• **DATA IN THIS EXERCISE**:
_ _ _ _ _

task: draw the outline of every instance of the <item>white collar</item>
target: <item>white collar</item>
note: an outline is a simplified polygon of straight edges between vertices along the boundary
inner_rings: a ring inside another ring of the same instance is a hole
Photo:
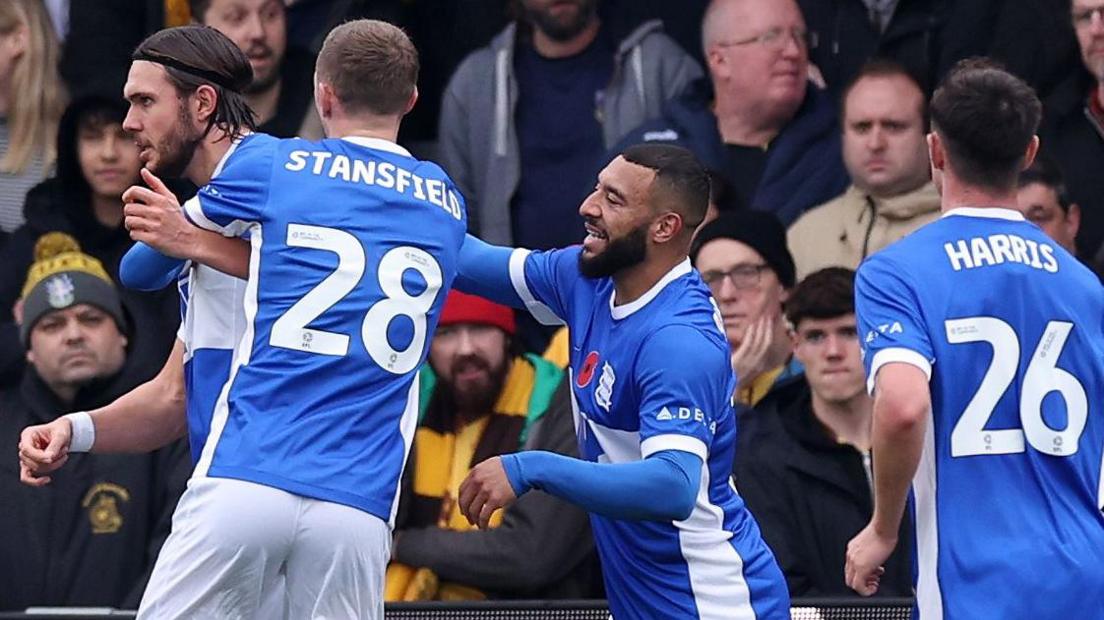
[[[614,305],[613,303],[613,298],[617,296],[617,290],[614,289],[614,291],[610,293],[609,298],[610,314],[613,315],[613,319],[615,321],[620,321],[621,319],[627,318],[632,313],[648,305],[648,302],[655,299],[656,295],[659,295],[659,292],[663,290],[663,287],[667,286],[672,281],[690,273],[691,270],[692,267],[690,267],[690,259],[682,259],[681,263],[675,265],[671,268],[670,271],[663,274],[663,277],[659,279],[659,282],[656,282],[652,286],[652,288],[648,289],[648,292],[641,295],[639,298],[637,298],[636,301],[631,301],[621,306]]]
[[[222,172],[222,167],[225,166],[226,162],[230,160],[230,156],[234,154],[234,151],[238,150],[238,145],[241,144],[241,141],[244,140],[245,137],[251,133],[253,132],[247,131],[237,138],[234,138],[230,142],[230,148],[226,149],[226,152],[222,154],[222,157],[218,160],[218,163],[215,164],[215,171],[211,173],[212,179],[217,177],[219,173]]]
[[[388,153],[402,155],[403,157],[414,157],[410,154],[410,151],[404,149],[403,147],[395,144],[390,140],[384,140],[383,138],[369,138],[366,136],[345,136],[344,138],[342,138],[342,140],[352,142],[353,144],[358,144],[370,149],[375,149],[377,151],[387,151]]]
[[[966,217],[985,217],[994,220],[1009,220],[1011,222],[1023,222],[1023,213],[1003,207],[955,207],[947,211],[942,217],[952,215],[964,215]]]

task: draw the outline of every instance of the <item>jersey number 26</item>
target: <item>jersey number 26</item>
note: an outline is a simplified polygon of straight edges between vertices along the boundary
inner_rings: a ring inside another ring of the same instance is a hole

_ _ _ _ _

• **PROBLEM TO WORK ON**: Return each line of the records above in which the word "number" occurs.

• **RESULT BELOW**:
task: draw the outline of every instance of the <item>jersey number 26</item>
target: <item>jersey number 26</item>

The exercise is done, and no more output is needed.